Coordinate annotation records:
● ● ● ● ● ● ●

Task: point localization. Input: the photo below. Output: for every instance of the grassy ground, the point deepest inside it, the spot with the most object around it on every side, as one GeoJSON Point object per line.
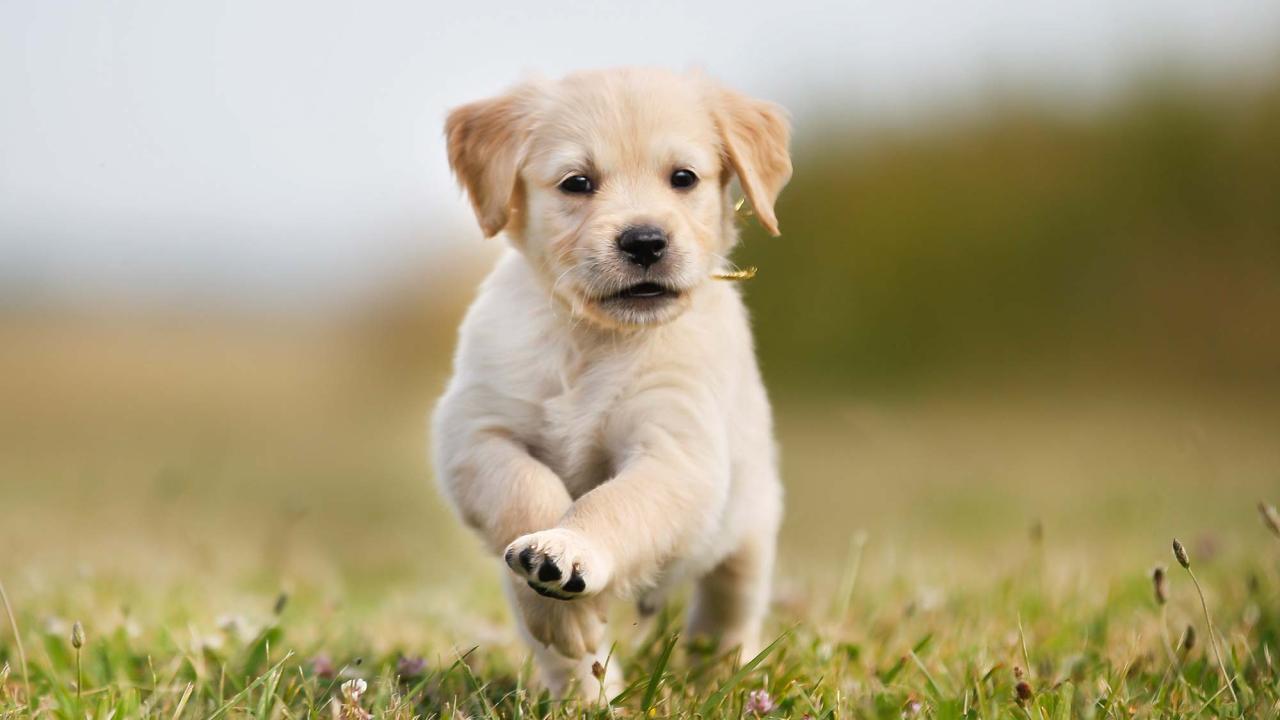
{"type": "Point", "coordinates": [242, 524]}
{"type": "Point", "coordinates": [1027, 641]}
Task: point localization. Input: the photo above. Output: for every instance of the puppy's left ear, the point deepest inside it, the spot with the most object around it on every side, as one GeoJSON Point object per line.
{"type": "Point", "coordinates": [487, 145]}
{"type": "Point", "coordinates": [755, 135]}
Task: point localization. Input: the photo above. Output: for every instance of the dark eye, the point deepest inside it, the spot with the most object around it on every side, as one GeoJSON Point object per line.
{"type": "Point", "coordinates": [577, 185]}
{"type": "Point", "coordinates": [682, 180]}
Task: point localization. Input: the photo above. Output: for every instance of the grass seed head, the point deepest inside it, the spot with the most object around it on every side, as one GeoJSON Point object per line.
{"type": "Point", "coordinates": [1157, 580]}
{"type": "Point", "coordinates": [1270, 518]}
{"type": "Point", "coordinates": [1180, 554]}
{"type": "Point", "coordinates": [1024, 692]}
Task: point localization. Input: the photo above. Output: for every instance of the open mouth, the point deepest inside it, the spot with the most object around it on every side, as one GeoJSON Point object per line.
{"type": "Point", "coordinates": [644, 291]}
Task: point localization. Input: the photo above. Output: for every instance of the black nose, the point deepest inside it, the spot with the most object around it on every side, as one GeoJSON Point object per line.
{"type": "Point", "coordinates": [643, 245]}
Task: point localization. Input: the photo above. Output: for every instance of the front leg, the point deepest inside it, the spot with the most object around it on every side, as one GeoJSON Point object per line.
{"type": "Point", "coordinates": [667, 496]}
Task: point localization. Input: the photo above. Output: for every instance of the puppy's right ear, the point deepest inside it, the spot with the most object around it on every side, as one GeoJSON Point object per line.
{"type": "Point", "coordinates": [487, 146]}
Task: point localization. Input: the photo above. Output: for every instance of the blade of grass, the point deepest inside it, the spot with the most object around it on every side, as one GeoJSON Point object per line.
{"type": "Point", "coordinates": [17, 639]}
{"type": "Point", "coordinates": [718, 696]}
{"type": "Point", "coordinates": [250, 688]}
{"type": "Point", "coordinates": [656, 677]}
{"type": "Point", "coordinates": [182, 703]}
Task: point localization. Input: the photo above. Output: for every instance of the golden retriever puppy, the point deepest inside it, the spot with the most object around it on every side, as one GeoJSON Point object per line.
{"type": "Point", "coordinates": [606, 429]}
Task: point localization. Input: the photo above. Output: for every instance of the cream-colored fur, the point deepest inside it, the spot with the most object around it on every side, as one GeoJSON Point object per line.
{"type": "Point", "coordinates": [609, 447]}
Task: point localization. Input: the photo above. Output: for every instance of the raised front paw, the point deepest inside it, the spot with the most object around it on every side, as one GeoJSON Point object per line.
{"type": "Point", "coordinates": [558, 563]}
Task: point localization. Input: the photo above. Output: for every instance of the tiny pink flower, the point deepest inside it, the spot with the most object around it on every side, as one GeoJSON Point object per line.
{"type": "Point", "coordinates": [758, 702]}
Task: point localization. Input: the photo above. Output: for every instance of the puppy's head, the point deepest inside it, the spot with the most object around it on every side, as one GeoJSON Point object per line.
{"type": "Point", "coordinates": [615, 183]}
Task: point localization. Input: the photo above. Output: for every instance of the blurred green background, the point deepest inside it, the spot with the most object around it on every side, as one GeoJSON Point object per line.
{"type": "Point", "coordinates": [1023, 309]}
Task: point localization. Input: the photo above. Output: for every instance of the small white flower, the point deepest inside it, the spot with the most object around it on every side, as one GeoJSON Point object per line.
{"type": "Point", "coordinates": [352, 689]}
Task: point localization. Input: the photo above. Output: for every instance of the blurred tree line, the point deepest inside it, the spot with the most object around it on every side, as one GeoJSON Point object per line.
{"type": "Point", "coordinates": [1141, 240]}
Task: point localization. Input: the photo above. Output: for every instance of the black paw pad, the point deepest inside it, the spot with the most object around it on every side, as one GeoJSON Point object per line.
{"type": "Point", "coordinates": [575, 583]}
{"type": "Point", "coordinates": [526, 559]}
{"type": "Point", "coordinates": [549, 572]}
{"type": "Point", "coordinates": [545, 592]}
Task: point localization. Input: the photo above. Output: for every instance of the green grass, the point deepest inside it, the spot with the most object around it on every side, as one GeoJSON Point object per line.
{"type": "Point", "coordinates": [1086, 643]}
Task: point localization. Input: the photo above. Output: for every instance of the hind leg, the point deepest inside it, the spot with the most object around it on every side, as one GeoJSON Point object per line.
{"type": "Point", "coordinates": [730, 602]}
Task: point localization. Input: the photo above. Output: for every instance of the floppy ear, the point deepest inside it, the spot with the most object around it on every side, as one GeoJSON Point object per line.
{"type": "Point", "coordinates": [487, 145]}
{"type": "Point", "coordinates": [755, 135]}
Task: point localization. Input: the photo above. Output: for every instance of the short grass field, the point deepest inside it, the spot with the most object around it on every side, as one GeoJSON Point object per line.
{"type": "Point", "coordinates": [242, 525]}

● ● ● ● ● ● ●

Retype the entries word for word. Omit any images.

ANSWER TO THE EXERCISE
Task: point localization. Input: the photo below. Output: for every instance of the grassy ground, the point deepest inside it, the spot with the most object around it on every side, as one GeoJSON Point object per line.
{"type": "Point", "coordinates": [242, 524]}
{"type": "Point", "coordinates": [1027, 641]}
Task: point localization. Input: the photo above. Output: for every instance of the puppy's left ear, the point deepest inside it, the spot with the most object around it on every side, as one GeoJSON Point object per line.
{"type": "Point", "coordinates": [487, 145]}
{"type": "Point", "coordinates": [755, 135]}
Task: point localization. Input: the photo above. Output: for every instance of the dark eye, the point deepest inside it, the spot with the most object around it on every side, as one GeoJSON Point object per line.
{"type": "Point", "coordinates": [577, 185]}
{"type": "Point", "coordinates": [682, 180]}
Task: point localization. Input: the photo above. Output: for every instance of the grass seed head, the point deepest inside it, the spot with the most object around it on every side, as one GeoJSON Point object per line.
{"type": "Point", "coordinates": [1157, 580]}
{"type": "Point", "coordinates": [1270, 518]}
{"type": "Point", "coordinates": [1180, 554]}
{"type": "Point", "coordinates": [1024, 692]}
Task: point localization. Input: the photo above. Output: for every instance of the open mouth, the point deepest inside it, the spot with the most object around it on every side, as one GeoJSON Point object per line.
{"type": "Point", "coordinates": [644, 291]}
Task: point localization. Input: the photo above. Output: for every instance of the black nose, the point deepest inside it, the spot with the most object around it on every side, as one GeoJSON Point object per line.
{"type": "Point", "coordinates": [643, 245]}
Task: point localization. Input: the photo above. Output: for every instance of the front leg, the point deepest inside it, the spot with the most object around it on every side, as one GeoJSON Point object per line.
{"type": "Point", "coordinates": [667, 496]}
Task: point localization. Input: the photo above. Output: for every instance of the puppy's right ear, the point deepest inside it, the spot with the most object around it on every side, as one GeoJSON Point object per line.
{"type": "Point", "coordinates": [487, 146]}
Task: point localization. Input: the photo above. Output: for every instance of the blade of grass, the point deepest inside it, the spot with the most object around it on every side, as one GeoJSON Point object per line.
{"type": "Point", "coordinates": [17, 639]}
{"type": "Point", "coordinates": [718, 696]}
{"type": "Point", "coordinates": [250, 688]}
{"type": "Point", "coordinates": [656, 677]}
{"type": "Point", "coordinates": [182, 703]}
Task: point localization. Input: the photo above. Output: for every instance of the golden retriever puppy, the point deepest inside it, the spot with the most object around it on every side, as one GeoJSON Point object per line.
{"type": "Point", "coordinates": [606, 429]}
Task: point localization. Input: the photo above. Output: for every instance of the cream-colored fur, the point deepest inside it, the spot with the most object around it on every side, as one GeoJSON Point object per line.
{"type": "Point", "coordinates": [609, 447]}
Task: point localization. Input: the photo above. Output: for every instance of the raised front paw, the point deepest inside it, the spot with the most object around it on every side, as one GeoJSON Point object per line.
{"type": "Point", "coordinates": [558, 563]}
Task: point localization. Input: the photo above. Output: for every instance of the tiny pink flower, the point deepest inside it, the spot with the most object around it on every side, as one GeoJSON Point object per line.
{"type": "Point", "coordinates": [758, 702]}
Task: point localization. Input: the photo above. Output: for every instance of the puppy's head, the point deepest inside it, the spot with the most object around it on every side, as one GeoJSON Point object per line.
{"type": "Point", "coordinates": [615, 183]}
Task: point localization. Input: the photo above. Output: for every instance of the blurred green background, the point deepest inside it, the spot with the most object around it on every side, as one GeoJSON Point object per line.
{"type": "Point", "coordinates": [1023, 309]}
Task: point localization. Input: the photo above. Output: for every instance of the small white flower, the point deepest inside it, the spot with the most object around it on every side, as one GeoJSON Point object per line.
{"type": "Point", "coordinates": [352, 689]}
Task: point localization. Input: the photo above. Output: for every instance of the blurred tree line, the point deepest inside it, the spot with the most object around it on every side, as one GeoJSON Point object per line.
{"type": "Point", "coordinates": [1141, 240]}
Task: point localization. Input: the photo above. Output: for every instance of the black paw pad, the point deepest inside it, the spot with the most object around it on every side, as one GeoJSON Point object per line.
{"type": "Point", "coordinates": [575, 583]}
{"type": "Point", "coordinates": [526, 559]}
{"type": "Point", "coordinates": [549, 572]}
{"type": "Point", "coordinates": [545, 592]}
Task: point localization. Input: the photo above. Output: for every instance of the green grass, the point deepest inside it, the spot with the most object around it on every side, as one GeoJSON Point object per line.
{"type": "Point", "coordinates": [1086, 643]}
Task: point localization. Input: the photo above. Output: for every instance of the hind leg, the point deepest inside it, the spot with the most object around it on every side, as one GeoJSON Point object per line.
{"type": "Point", "coordinates": [730, 602]}
Task: point localization. Input: the photo above. Output: for every instance of the floppy ear, the point deepest inside it, the spot with the most object around it on every side, as one GeoJSON Point object per line.
{"type": "Point", "coordinates": [487, 145]}
{"type": "Point", "coordinates": [755, 135]}
Task: point localization. Input: the photo above. Output: for every instance of the short grass field, the point deepest inside it, the spot with the most object around it on every side, as one GeoJSON Point object per line.
{"type": "Point", "coordinates": [242, 525]}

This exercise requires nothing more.